According to the railroad history text, in what year did the Long Island Rail Road acquire the Flushing, North Shore and Central Railroad?

[TEXT PROVIDED start]

The Flushing and North Side Railroad was a former railroad on Long Island built by Conrad Poppenhusen as a replacement for the former New York and Flushing Railroad. The railroad was established in 1868, was merged with the Central Railroad of Long Island in 1874 to form the Flushing, North Shore and Central Railroad, and was finally acquired by the Long Island Rail Road in 1876. Today the main line is known as the Port Washington Branch of the Long Island Rail Road.

Predecessor railroads

New York and Flushing Railroad 
Before the Flushing and North Side, most of the line was originally built by the New York and Flushing Railroad (NY&F), in 1854 from Hunters Point in Long Island City to Flushing, before the LIRR opened its line to Long Island City. Chartered on March 3, 1852, it was the first railroad on Long Island not to be part of the Long Island Rail Road. The company was taken over by Oliver Charlick and reorganized in 1859 as the New York and Flushing Railroad, and established a subsidiary known as the "North Shore Railroad" to extend the line from Flushing to Great Neck in 1866 (see below). Originally intending to run further east to Roslyn, Oyster Bay, and even Huntington, the NY&F's plans were thwarted by the LIRR who reached those destination first, as well as poor service that the company became known for.

[TEXT PROVIDED end]
[RECORD LIST start]

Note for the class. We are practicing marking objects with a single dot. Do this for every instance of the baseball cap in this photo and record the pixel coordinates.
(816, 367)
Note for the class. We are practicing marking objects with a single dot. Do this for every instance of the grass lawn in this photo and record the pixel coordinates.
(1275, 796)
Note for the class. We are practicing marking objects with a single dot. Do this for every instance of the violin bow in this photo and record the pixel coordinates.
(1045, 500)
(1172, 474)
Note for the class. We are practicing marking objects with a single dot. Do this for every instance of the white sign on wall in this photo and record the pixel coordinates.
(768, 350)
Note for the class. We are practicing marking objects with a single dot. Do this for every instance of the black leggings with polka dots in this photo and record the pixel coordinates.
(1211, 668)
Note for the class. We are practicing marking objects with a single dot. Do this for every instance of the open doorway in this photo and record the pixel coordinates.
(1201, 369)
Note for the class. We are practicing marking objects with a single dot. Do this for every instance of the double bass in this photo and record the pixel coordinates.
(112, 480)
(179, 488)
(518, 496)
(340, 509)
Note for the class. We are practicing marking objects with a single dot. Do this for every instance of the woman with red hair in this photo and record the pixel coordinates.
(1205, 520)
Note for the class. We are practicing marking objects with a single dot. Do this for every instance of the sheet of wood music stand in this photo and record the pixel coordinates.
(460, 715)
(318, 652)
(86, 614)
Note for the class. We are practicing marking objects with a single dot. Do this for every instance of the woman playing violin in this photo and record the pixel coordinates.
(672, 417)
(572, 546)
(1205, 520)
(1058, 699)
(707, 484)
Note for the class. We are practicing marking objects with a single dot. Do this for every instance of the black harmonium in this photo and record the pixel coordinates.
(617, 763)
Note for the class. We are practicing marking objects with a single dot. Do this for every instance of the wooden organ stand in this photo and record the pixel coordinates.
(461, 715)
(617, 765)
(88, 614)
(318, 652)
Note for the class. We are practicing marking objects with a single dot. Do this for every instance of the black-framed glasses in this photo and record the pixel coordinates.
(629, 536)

[RECORD LIST end]

> **ANSWER TO THE PROBLEM**: 1876